==== RIGHE GREZZE ====

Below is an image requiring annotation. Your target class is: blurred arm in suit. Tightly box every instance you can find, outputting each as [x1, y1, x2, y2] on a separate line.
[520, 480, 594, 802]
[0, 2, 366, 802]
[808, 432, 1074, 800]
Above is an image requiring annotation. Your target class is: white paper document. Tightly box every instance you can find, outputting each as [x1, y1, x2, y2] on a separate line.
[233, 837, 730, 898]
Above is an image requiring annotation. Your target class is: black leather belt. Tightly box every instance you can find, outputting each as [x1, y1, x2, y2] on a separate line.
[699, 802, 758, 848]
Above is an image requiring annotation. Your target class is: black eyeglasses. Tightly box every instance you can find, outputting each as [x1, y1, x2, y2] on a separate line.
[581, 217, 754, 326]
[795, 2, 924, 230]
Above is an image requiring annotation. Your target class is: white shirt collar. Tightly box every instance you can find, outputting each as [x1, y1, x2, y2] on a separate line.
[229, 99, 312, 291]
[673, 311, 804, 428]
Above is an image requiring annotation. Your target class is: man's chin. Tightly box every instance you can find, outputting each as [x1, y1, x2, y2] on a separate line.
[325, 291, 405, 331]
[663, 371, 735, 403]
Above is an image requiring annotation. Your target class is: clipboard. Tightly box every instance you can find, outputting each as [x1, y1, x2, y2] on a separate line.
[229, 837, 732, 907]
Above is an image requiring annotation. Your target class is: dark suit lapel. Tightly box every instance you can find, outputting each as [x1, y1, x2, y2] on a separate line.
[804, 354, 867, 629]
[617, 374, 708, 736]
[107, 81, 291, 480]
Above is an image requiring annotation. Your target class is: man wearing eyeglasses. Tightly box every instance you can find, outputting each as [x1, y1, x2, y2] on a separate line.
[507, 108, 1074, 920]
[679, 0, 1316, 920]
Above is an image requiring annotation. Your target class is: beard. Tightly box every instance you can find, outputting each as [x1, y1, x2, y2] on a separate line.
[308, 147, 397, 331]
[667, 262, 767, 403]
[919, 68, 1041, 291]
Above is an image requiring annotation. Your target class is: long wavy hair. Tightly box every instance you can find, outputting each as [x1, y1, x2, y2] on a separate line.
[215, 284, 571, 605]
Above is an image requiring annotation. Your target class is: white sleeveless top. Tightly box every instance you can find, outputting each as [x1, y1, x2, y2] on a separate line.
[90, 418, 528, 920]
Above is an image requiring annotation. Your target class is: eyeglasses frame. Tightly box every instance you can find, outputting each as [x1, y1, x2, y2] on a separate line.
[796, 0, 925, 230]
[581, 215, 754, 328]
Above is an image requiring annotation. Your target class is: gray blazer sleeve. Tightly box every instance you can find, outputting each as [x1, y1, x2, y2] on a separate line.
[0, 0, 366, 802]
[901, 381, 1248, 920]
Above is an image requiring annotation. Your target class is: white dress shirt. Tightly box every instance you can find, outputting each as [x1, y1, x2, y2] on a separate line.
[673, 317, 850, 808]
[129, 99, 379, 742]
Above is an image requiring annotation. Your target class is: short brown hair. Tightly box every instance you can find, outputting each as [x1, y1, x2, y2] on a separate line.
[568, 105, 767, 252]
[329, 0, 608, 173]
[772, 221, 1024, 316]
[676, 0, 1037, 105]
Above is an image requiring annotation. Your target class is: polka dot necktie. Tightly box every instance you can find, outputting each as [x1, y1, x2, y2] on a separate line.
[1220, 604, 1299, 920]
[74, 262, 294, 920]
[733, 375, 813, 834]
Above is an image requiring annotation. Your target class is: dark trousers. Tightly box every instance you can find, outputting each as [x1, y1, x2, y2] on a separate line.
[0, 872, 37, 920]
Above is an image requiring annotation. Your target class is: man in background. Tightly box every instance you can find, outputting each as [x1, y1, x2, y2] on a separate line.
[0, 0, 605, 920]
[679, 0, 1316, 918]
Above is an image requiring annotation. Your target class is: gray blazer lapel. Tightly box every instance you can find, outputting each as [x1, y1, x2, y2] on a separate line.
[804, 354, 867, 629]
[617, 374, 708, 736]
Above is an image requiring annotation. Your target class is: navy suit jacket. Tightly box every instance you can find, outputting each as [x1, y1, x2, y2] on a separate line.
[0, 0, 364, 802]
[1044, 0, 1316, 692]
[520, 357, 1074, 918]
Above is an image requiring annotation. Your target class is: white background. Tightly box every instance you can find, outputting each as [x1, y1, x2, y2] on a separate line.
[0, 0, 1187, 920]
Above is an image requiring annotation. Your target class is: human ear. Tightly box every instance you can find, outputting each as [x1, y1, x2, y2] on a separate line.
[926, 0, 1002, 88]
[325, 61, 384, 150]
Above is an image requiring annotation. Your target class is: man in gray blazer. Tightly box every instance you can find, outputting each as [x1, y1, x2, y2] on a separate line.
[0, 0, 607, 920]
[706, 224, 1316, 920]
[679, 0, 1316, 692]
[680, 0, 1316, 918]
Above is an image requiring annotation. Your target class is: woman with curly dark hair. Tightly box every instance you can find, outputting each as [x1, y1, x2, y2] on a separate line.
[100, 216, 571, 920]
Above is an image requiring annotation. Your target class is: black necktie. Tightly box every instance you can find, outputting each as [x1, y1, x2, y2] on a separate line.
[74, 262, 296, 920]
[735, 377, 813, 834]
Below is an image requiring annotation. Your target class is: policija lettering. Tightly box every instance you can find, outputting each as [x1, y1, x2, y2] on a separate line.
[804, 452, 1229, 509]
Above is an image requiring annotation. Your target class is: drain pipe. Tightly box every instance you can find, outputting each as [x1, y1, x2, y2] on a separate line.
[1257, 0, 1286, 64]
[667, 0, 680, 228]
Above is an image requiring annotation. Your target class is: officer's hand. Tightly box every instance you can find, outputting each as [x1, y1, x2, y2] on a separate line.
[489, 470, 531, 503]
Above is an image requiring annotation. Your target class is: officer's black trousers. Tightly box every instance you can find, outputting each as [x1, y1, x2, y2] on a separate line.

====

ESERCIZIO PROPOSTO
Formatta tutte le righe qui sopra come lista JSON di stringhe, una stringa per ciascuna riga, omettendo le righe vuote.

RISPOSTA CORRETTA
[
  "Below is an image requiring annotation. Your target class is: blurred arm in suit. Tightly box every instance you can find, outputting each as [x1, y1, x2, y2] on a separate line.",
  "[520, 480, 594, 802]",
  "[0, 2, 366, 802]",
  "[808, 432, 1074, 800]",
  "Above is an image requiring annotation. Your target class is: white paper document. Tightly box every instance you can find, outputting each as [x1, y1, x2, y2] on a separate line.",
  "[233, 837, 730, 898]",
  "Above is an image requiring annotation. Your target class is: black leather belt. Tightly box every instance you can find, outputting each as [x1, y1, x2, y2] on a separate line.",
  "[699, 802, 758, 848]",
  "Above is an image requiring annotation. Your target class is: black eyeglasses. Tightly box every instance you can find, outputting each as [x1, y1, x2, y2] on a separate line.",
  "[581, 217, 754, 326]",
  "[795, 2, 924, 230]",
  "Above is an image requiring annotation. Your target class is: white shirt collar. Tightly box every instance you can find, outputting each as [x1, y1, x2, y2] on a separate line.",
  "[229, 99, 312, 291]",
  "[673, 311, 804, 428]",
  "Above is an image requiring annotation. Your target class is: man's chin. Tightly box every instance you can find, outputting each as [x1, y1, x2, y2] on a separate line.",
  "[325, 291, 405, 331]",
  "[663, 371, 735, 403]",
  "Above is an image requiring annotation. Your target class is: clipboard. Tightly box every instance you can find, outputting each as [x1, y1, x2, y2] on a separate line.",
  "[229, 837, 732, 907]",
  "Above is an image requiring annotation. Your target class is: dark suit lapel. Tightly box every instance you can find, outputting each as [x1, y1, x2, y2] on a separate line.",
  "[804, 354, 867, 629]",
  "[617, 374, 708, 736]",
  "[107, 81, 291, 480]",
  "Above is an image requiring annotation. Your target class is: man wearing eyeglasses. Tightly box every instance you can find, outputting each as [x1, y1, x2, y2] on a separate line.",
  "[507, 108, 1074, 920]",
  "[679, 0, 1316, 920]",
  "Above is an image requiring annotation. Your target class is: beard. Tightly box every instance you can find, outputting each as [x1, y1, x2, y2] on a separate line.",
  "[308, 147, 397, 331]",
  "[667, 262, 767, 403]",
  "[919, 68, 1041, 291]",
  "Above is an image requiring annotation. Your target class is: long wavy hair. Tightly box every instance you can find, outputting each as [x1, y1, x2, y2] on a separate line.",
  "[215, 284, 571, 605]",
  "Above is an image requiring annotation. Your target class is: white sleeveless top. Tightly box every instance you can find, outputting each as [x1, y1, x2, y2] on a separate line.",
  "[90, 418, 528, 920]",
  "Above is an image requiring annotation. Your target class is: eyeglasses frame. Tightly box every instance you can find, outputting each as [x1, y1, x2, y2] on a separate line.",
  "[796, 0, 925, 230]",
  "[581, 215, 754, 328]",
  "Above is an image requiring annotation. Your target class is: gray blazer sleeve. Tightly box every instance you can find, outputting each as [x1, y1, x2, y2] on a separate line.",
  "[0, 0, 366, 802]",
  "[901, 381, 1248, 920]",
  "Above is an image requiring annotation. Your target class is: white dress shirt. Tightly box every instance you can find, outputting each as [x1, y1, x2, y2] on a separate line.",
  "[673, 317, 850, 808]",
  "[129, 99, 379, 742]",
  "Above is an image requiring annotation. Your target class is: short brown hair. Tightly box every instance you can find, outputting each as [x1, y1, x2, y2] on a separate line.",
  "[568, 105, 767, 252]",
  "[329, 0, 608, 173]",
  "[772, 221, 1024, 316]",
  "[676, 0, 1037, 105]",
  "Above is an image requiring annotation. Your target class is: polka dot necktie. Tightly box every instance you can find, outputting each as [x1, y1, x2, y2] on a separate line.",
  "[1220, 604, 1299, 920]",
  "[74, 262, 294, 920]",
  "[733, 375, 813, 834]",
  "Above is an image requiring annotation. Your target class is: dark trousers. Tightly box every instance you can find, outputting each as [x1, y1, x2, y2] on a separate line.",
  "[0, 872, 37, 920]",
  "Above is an image requiring annotation. Your target class is: man in background. Tightly box every instance you can find, outputting each as [x1, y1, x2, y2] on a separate line.",
  "[0, 0, 605, 920]",
  "[679, 0, 1316, 918]",
  "Above is an image requiring annotation. Your target class is: gray blazer lapel. Tightly box every instance you can find, outputting each as [x1, y1, x2, y2] on a separate line.",
  "[804, 354, 867, 629]",
  "[617, 374, 708, 736]",
  "Above is an image requiring annotation. Your target class is: navy suit jacket. Tightly box every instance you can find, outputting each as [x1, y1, x2, y2] on a separate line.",
  "[0, 0, 364, 802]",
  "[1044, 0, 1316, 692]",
  "[520, 357, 1074, 918]",
  "Above is an image requiring annotation. Your target class is: white background. Tightly box every instance you can find, outputting each as [x1, y1, x2, y2] on a separate line.",
  "[0, 0, 1187, 920]",
  "Above is an image requiring annotation. Your target class is: human ear. Tightly box every instance you can find, outputting each as [x1, y1, x2, y2] on a separate line.",
  "[926, 0, 1002, 88]",
  "[325, 61, 384, 150]",
  "Above is an image requiring annotation. Your target class is: man in gray blazer. Tightly box every instance you can find, outputting each as [x1, y1, x2, y2] on a separate line.",
  "[0, 0, 607, 920]",
  "[706, 224, 1316, 920]",
  "[679, 0, 1316, 692]",
  "[680, 0, 1316, 918]",
  "Above is an image requiring annotation. Your target class is: woman with curly dark hair. Tightly box every instance you can find, outputting each as [x1, y1, x2, y2] on a separate line.",
  "[100, 216, 571, 920]",
  "Above is an image requiring annotation. Your target class is: black necktie. Tightly box every instance you can find, outputting each as [x1, y1, x2, y2] on a separate line.",
  "[74, 262, 296, 920]",
  "[735, 377, 813, 834]",
  "Below is an image requiring annotation. Your target class is: policija lettering. Tightly box every instance you can find, outputting each as [x1, y1, x2, y2] on a separate line.",
  "[804, 452, 1229, 509]",
  "Above is an image requiring annotation. Your target class is: drain pipe. Tightly box every instance you can find, outputting each as [x1, y1, x2, y2] on a separate line.",
  "[1257, 0, 1286, 64]",
  "[667, 0, 680, 228]",
  "Above is an image requiring annotation. Your target class is: officer's hand. Tightly box every instance you can find, outputting each as [x1, y1, x2, y2] on a separate line.",
  "[489, 470, 531, 503]",
  "Above is an image requiring annotation. Your target class is: officer's black trousers. Tightly box every instance you can find, outputting each as [x1, y1, x2, y2] on a separate line."
]